▸ **WHAT IS REQUIRED**: Once you find the line containing "Help me locate the grass", output it and every line after it to the end of the records, exactly.

▸ **DATA LISTING**:
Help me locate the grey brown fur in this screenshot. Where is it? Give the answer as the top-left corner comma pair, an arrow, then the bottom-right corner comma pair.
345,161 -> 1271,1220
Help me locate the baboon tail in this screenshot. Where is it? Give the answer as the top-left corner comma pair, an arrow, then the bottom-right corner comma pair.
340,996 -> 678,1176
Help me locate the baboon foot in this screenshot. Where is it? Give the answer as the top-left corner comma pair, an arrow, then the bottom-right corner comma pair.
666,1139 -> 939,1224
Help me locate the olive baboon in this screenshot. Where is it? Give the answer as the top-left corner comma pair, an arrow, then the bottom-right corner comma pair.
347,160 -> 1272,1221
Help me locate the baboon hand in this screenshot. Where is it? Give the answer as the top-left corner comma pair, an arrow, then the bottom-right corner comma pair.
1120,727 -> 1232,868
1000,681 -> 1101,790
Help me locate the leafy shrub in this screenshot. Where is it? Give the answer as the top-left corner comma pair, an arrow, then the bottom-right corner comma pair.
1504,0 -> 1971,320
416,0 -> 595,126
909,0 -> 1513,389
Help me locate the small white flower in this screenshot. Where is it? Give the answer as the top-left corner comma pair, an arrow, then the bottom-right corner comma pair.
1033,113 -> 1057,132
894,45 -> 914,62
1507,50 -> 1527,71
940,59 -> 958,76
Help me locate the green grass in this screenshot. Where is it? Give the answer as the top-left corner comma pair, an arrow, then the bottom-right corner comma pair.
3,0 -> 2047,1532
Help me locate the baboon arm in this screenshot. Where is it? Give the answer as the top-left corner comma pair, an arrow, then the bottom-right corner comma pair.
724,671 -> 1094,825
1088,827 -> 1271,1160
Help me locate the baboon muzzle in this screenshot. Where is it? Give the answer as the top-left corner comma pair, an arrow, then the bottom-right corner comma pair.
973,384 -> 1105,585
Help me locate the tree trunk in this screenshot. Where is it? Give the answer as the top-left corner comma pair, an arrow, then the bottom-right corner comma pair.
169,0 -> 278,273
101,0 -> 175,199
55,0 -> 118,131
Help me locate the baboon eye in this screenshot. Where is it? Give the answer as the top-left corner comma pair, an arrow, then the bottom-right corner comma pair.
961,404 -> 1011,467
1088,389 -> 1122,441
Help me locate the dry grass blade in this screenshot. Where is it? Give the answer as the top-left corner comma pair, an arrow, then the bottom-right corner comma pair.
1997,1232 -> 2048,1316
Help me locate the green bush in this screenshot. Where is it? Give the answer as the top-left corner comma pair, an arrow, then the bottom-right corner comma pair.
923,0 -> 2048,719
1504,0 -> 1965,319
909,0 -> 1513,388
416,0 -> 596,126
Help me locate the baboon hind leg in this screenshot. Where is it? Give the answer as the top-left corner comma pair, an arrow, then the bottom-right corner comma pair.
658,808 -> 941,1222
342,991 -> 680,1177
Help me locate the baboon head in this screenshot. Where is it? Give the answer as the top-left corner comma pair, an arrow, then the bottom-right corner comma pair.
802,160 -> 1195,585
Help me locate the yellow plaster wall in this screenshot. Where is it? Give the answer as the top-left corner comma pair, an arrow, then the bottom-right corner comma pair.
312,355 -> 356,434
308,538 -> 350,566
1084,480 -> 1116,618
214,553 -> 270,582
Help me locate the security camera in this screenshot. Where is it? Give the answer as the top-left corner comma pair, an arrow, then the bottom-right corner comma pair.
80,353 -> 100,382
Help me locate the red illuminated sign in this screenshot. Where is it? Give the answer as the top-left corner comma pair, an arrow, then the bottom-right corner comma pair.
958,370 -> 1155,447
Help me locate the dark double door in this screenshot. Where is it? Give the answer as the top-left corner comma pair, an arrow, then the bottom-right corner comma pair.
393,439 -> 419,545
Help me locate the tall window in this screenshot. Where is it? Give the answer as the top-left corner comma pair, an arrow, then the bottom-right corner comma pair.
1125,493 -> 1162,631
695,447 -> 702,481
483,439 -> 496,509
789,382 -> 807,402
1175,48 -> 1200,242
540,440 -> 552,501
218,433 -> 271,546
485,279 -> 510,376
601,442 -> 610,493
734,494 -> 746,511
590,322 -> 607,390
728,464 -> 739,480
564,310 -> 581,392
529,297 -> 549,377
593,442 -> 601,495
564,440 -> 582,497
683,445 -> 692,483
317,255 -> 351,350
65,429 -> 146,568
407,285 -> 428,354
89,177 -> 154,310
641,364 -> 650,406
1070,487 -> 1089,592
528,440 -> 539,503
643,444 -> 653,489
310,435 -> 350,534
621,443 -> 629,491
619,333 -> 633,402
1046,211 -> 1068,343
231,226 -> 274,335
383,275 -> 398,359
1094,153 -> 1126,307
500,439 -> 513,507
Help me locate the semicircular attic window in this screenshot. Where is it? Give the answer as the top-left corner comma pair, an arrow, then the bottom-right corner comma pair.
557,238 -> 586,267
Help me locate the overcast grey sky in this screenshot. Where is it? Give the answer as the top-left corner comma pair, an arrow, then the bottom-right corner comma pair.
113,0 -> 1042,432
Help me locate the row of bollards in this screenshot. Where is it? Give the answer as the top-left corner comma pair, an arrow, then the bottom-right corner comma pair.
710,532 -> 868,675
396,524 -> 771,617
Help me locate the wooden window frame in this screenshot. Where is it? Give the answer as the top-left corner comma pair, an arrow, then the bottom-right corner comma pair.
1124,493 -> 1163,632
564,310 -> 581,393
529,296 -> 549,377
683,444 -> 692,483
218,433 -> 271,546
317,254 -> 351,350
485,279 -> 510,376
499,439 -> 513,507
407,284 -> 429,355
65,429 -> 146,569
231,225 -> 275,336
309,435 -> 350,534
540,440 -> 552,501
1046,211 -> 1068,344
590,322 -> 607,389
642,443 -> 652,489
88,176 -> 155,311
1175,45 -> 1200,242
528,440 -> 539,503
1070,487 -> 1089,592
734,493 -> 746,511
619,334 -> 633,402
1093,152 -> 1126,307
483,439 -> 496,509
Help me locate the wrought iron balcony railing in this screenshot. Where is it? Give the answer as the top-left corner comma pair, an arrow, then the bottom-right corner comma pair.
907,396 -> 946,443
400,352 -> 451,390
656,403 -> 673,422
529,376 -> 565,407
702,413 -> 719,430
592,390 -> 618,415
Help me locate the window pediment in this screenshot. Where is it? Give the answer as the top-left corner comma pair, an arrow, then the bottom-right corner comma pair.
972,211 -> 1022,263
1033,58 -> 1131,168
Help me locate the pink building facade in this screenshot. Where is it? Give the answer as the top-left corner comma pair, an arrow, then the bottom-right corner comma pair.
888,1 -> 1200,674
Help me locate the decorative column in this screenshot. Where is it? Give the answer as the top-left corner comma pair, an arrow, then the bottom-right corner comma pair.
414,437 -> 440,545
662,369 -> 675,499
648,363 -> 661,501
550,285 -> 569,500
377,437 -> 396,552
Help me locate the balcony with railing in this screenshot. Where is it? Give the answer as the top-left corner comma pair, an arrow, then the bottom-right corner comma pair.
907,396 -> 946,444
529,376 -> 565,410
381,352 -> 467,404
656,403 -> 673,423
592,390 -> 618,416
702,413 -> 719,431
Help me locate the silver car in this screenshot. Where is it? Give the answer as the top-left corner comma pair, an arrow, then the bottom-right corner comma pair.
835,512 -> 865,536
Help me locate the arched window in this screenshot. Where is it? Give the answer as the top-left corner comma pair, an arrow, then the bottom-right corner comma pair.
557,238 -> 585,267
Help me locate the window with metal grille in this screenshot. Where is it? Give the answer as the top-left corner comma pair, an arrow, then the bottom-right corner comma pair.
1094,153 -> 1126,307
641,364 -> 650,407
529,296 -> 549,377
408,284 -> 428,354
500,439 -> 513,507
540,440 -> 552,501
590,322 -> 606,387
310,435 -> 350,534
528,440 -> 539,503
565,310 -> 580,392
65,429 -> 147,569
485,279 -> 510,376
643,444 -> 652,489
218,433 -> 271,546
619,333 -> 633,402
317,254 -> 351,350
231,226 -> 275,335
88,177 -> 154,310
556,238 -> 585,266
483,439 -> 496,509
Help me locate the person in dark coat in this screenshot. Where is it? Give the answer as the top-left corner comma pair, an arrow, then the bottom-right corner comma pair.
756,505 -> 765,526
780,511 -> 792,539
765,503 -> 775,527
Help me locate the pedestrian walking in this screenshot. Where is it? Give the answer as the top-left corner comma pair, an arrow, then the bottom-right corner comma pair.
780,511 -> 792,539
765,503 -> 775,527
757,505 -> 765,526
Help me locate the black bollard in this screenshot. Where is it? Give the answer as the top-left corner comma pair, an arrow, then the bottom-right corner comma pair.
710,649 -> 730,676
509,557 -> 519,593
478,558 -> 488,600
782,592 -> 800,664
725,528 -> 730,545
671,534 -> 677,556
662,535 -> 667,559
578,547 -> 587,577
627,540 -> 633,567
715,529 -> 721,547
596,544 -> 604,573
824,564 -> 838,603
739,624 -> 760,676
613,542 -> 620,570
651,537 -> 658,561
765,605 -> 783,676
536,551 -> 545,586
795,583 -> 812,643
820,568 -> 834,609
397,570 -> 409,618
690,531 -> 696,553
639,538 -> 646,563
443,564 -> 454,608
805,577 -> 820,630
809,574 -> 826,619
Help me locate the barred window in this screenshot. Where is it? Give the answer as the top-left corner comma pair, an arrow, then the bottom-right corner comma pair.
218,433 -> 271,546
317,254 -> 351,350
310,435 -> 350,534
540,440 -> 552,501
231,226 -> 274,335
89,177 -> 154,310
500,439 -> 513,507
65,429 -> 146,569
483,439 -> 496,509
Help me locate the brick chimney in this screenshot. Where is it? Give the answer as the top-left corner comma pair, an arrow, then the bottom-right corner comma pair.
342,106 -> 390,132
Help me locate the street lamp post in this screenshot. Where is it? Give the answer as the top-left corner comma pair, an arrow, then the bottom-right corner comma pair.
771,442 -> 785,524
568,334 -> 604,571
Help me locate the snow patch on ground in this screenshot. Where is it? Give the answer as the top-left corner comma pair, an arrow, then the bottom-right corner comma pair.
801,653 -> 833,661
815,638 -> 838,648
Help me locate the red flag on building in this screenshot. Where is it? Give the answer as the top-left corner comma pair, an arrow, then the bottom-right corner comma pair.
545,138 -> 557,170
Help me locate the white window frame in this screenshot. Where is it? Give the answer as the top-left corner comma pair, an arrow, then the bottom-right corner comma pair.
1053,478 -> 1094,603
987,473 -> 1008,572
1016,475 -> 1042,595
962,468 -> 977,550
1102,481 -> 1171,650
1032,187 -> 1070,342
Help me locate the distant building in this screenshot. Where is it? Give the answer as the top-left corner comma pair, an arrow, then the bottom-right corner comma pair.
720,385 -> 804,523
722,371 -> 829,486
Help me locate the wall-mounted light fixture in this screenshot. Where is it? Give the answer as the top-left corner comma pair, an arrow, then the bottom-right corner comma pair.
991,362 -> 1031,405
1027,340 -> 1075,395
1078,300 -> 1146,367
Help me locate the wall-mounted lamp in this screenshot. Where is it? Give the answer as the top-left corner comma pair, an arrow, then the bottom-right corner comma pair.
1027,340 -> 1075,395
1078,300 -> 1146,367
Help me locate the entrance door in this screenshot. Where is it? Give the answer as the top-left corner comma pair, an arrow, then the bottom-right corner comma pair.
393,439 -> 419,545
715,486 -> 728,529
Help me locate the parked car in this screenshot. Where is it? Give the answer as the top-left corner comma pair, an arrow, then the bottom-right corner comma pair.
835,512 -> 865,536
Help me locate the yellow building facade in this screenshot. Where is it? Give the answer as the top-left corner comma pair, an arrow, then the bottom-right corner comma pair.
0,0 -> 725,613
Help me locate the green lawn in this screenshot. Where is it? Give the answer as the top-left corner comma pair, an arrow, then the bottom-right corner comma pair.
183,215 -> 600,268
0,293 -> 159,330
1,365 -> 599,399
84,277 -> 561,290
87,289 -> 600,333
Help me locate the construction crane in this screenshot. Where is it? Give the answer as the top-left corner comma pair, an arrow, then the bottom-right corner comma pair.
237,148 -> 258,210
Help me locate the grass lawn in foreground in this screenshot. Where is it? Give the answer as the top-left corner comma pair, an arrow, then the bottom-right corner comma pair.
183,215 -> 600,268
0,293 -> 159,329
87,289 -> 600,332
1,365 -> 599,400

▸ **SOLUTION FOR THIS PROBLEM**:
Help me locate the grass lawn in foreground in this screenshot. Where is it? Give the answer as the top-left corner comma pair, an arrow, then the bottom-right corner comma pair.
183,215 -> 600,268
0,293 -> 159,329
87,289 -> 600,332
1,365 -> 599,400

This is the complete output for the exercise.